These environmental factors affect the likelihood that a human error snowballs into an incident.

5 Why’s#

5 Why’s is a technique invented by Toyota to understand why new product features were needed. Since then, it has been adapted for RCA. Starting from a problem, the technique repeats the question “Why?” 5 times to determine the root cause, which is the answer to the fifth why. The 5 number is arbitrary and should not prevent further questioning if the answer to the fifth why is not fulfilling.

A good example of 5 Why’s is a somewhat apocryphal story about a monument in Washington D.C.

Problem: One of the monuments in Washington D.C. is deteriorating.

Why is the monument deteriorating? Because harsh chemicals are frequently used to clean the monument.
Why are harsh chemicals needed? To clean off the large number of bird droppings on the monument.
Why are there a large number of bird droppings on the monument? Because the large population of spiders in and around the monument are a food source to the local birds
Why is there a large population of spiders in and around the monument? Because vast swarms of insects, on which the spiders feed, are drawn to the monument at dusk.
Why are swarms of insects drawn to the monument at dusk? Because the lighting of the monument in the evening attracts the local insects.

## Exercise 1
Answer these questions about the 5 Why's text:
(a) What company invented the 5 Why's technique?
(b) In the technique, which answer is taken as the root cause?
(c) In the monument story, what attracts the local insects?
## Exercise 2
List every kind of animal named in the monument story of the 5 Why's text.
## Exercise 3
Carry on the text about the 5 Why's technique from where it stops.

Image-grounded pointing data
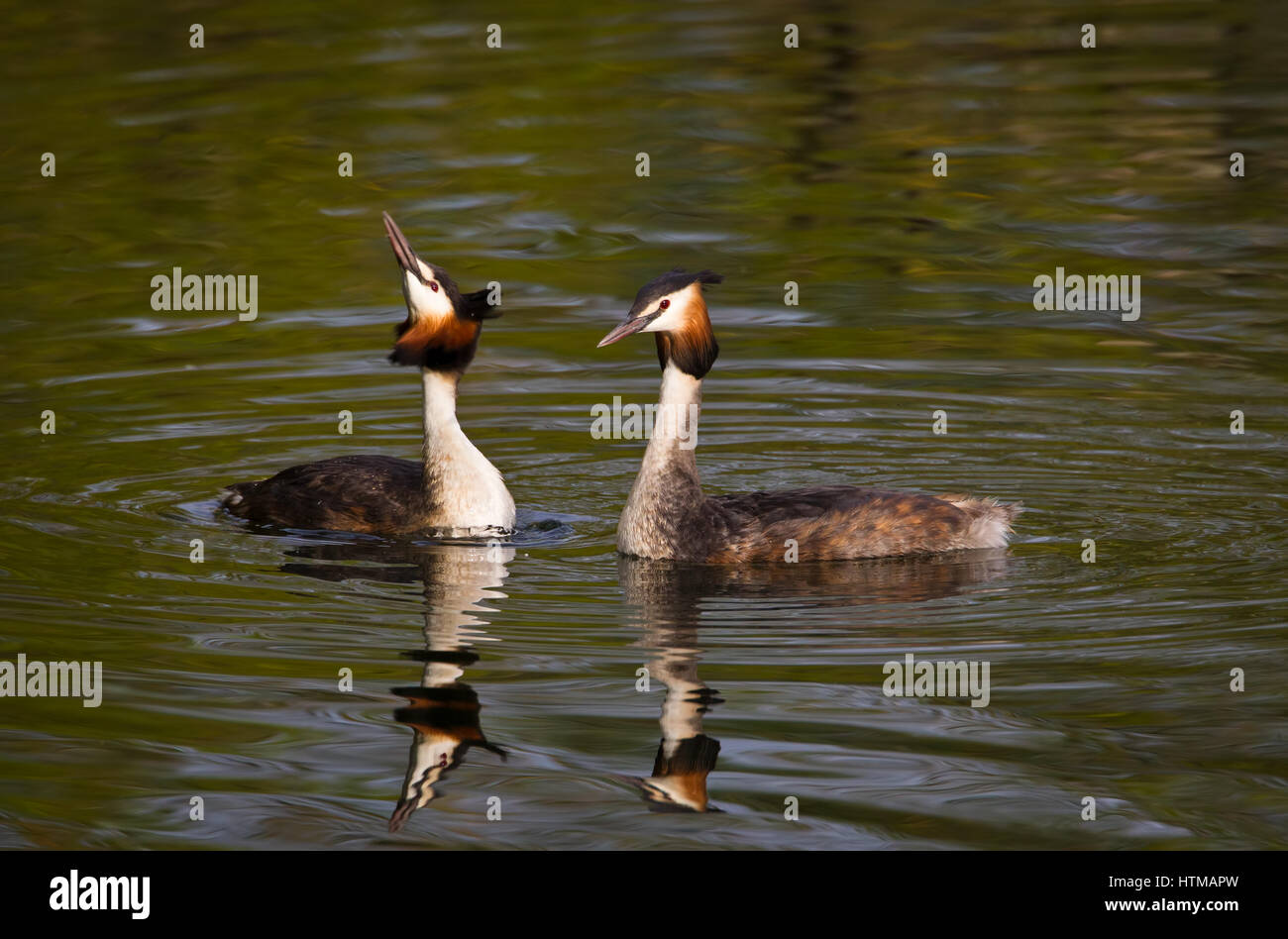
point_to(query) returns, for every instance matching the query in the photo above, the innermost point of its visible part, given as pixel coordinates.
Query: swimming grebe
(668, 515)
(454, 489)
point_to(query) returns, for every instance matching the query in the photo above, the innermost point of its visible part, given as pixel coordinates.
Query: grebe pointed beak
(629, 327)
(407, 260)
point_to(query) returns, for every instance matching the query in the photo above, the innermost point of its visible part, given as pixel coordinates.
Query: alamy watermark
(52, 680)
(619, 421)
(1089, 294)
(179, 291)
(926, 678)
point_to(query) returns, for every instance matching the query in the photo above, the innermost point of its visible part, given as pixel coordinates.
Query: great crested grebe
(668, 515)
(454, 489)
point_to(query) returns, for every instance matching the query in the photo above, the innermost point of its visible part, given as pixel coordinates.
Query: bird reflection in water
(442, 710)
(669, 596)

## Written response 1
(a) Toyota.
(b) The answer to the fifth why.
(c) The lighting of the monument in the evening.

## Written response 2
birds, spiders, insects

## Written response 3
Conducting the 5 Why’s exercise suggests that the solution is to turn off the monuments lighting at dusk. This is a better solution than addressing the symptom of deterioration by scheduling more restoration work. Turning off the lights is cheaper and easier than frequent, expensive restorations which may prevent visitors from accessing the monument.

5 Why’s has some weaknesses. Namely, it encourages looking for a single root cause. Incidents often have multiple causes. In fact, if the affected system has redundancies, then any incident can only occur by failing at multiple points.

Fishbone Diagram#

This tendency to look for a single root cause can be mitigated by branching why’s. The fishbone diagram formalizes this process. A Fishbone diagram has the problem on the right and the causes extended to the left. A backbone extends from the problem to the left. Pointing to the backbone are ribs which lists causes from a dedicated domain. Causes are listed along lines that connect to the ribs.

Fishbone diagrams are also called Ishikawa diagrams after their inventor, Kaoru Ishikawa. Below is an example of a fishbone diagram for a blurry photo.

../_images/fishbone-diagram.png — Fig. 3 Fishbone diagram for a blurry photo. Image source.#

Lessons Learned#

Lessons learned summarizes all the learnings from the incident, impact analysis, and RCA. Lessons learned should explore what went well and what didn’t work. Did luck play a role in the incident? List lessons learned in a numbered list so they can referenced from other parts of the post-mortem.

Action Items#

Actions Items lists the actions the team following the incident. They should be tracked as tasks. Actions from post-mortem also merit separate tracking to ensure their completion in the face of competing priorities. Each action item has a priority, type, and owner. There are 2 critical types of actions.

Corrective actions: Actions which correct or mitigate an incident. Ideally, the post-mortem is written after an incident is mitigated[3], so there will be few corrective actions.
Preventative actions: Actions which prevent the incident from recurring in the future.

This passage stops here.